Wird die Leistung dem Schuldner unmöglich, dann wird er sich natürlich in erster Linie fragen, ob die Unmöglichkeit ihn von seiner Primärleistungspflicht entbindet und ob ihn sekundäre Leistungspflichten treffen. Selbst wenn er aber im Falle unverschuldeter Unmöglichkeit seine Haftung erfolgreich "abwehren" kann, wird er sich bei gegenseitigen Verträgen häufig in einem zweiten Schritt fragen, was nun aus seiner Forderung (z.B. dem Anspruch auf Zahlung des Kaufpreises aus § 433 Abs. 2 BGB) gegen den Gläubiger wird.

Dies hängt nach der Regelung des § 326 BGB grundsätzlich davon ab, ob der Gläubiger die Unmöglichkeit zu vertreten hat oder nicht. Hat der Gläubiger die Unmöglichkeit ausnahmsweise einmal zu vertreten, dann behält der Schuldner gemäß § 326 Abs. 2 Satz 1 BGB den Anspruch auf die Gegenleistung, auf den er sich nach § 326 Abs. 2 Satz 2 BGB die durch den Wegfall seiner Leistungspflicht entstehenden Vorteile anrechnen lassen muss. Hat der Gläubiger dagegen die Unmöglichkeit ebenso wenig wie der Schuldner zu vertreten, dann verliert der Schuldner natürlich gemäß § 326 Abs. 1 BGB den Anspruch auf die Gegenleistung. § 326 Abs. 1 BGB ist damit Ausdruck der synallagmatischen Verknüpfung von Leistung und Gegenleistung beim zweiseitig verpflichtenden Vertrag: Haben weder (gemeint ist der Sachleistungs-)Schuldner noch Gläubiger die Unmöglichkeit der Leistungserbringung durch den Schuldner zu vertreten, dann verlieren beide ihre Ansprüche.
::::
_Aufgabe 1_. Ändere im Text zur Unmöglichkeit der Leistung den Abschnitt von „Wird die Leistung“ bis „den Gläubiger wird.“, indem du „Schuldner“ durch „Verkäufer“ ersetzt, und gib ihn so wieder.
_Aufgabe 2_. Schreibe den Text zur Unmöglichkeit der Leistung im Anschluss an seinen letzten Satz weiter.
Das anschließende Material steht für sich und gehört nicht zum Text.

_Übungsdaten_.
::::
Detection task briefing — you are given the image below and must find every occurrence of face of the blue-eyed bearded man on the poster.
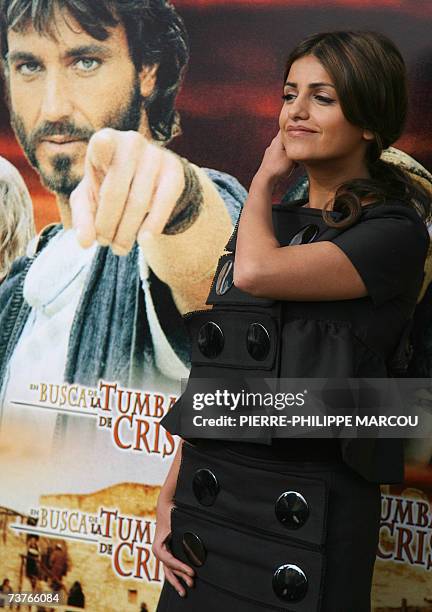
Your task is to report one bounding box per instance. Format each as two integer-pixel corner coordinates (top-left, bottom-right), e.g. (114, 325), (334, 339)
(7, 15), (142, 196)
::::
_Lösung 1_.
Wird die Leistung dem Verkäufer unmöglich, dann wird er sich natürlich in erster Linie fragen, ob die Unmöglichkeit ihn von seiner Primärleistungspflicht entbindet und ob ihn sekundäre Leistungspflichten treffen. Selbst wenn er aber im Falle unverschuldeter Unmöglichkeit seine Haftung erfolgreich "abwehren" kann, wird er sich bei gegenseitigen Verträgen häufig in einem zweiten Schritt fragen, was nun aus seiner Forderung (z.B. dem Anspruch auf Zahlung des Kaufpreises aus § 433 Abs. 2 BGB) gegen den Gläubiger wird.

_Lösung 2_.
Das Erlöschen der beiderseitigen Leistungspflichten nach §§ 275 Abs. 1, 326 Abs. 1 BGB führt jedoch nicht in jedem Falle auch zur Aufhebung des Schuldverhältnisses im weiteren Sinne. So kann der (Sachleistungs-)Gläubiger trotz des Untergangs seines Anspruchs nach § 275 Abs. 1 BGB einen Anspruch auf Herausgabe oder Abtretung des so genannten "stellvertretenden commodums" gemäß § 285 Abs. 1 BGB haben. § 285 Abs. 1 BGB gibt dem Gläubiger, der seinen Anspruch wegen Unmöglichkeit verloren hat, einen Anspruch auf Herausgabe oder Abtretung dessen, was der Schuldner als Ersatz für den geschuldeten Gegenstand erlangt hat. Damit handelt es sich bei § 285 BGB dogmatisch betrachtet um einen Fall schuldrechtlicher Surrogation. Typische Beispiele für solche Surrogate sind etwa Schadensersatzansprüche oder Ansprüche auf Versicherungsleistungen, die dem Schuldner wegen des Untergangs des Leistungsgegenstandes zustehen. Verlangt der Gläubiger nun gemäß § 285 Abs. 1 BGB das stellvertretende commodum, so tritt dieses an die Stelle des ursprünglich geschuldeten Gegenstandes, so dass der Gläubiger auch weiterhin zur Gegenleistung verpflichtet bleibt (§ 326 Abs. 3 Satz 1 BGB). Diese wird allerdings nach § 326 Abs. 3 Satz 2 BGB nach Maßgabe des § 441 Abs. 3 BGB in dem Verhältnis gemindert, in dem das Surrogat hinter dem Wert der ursprünglich geschuldeten Leistung zurückbleibt.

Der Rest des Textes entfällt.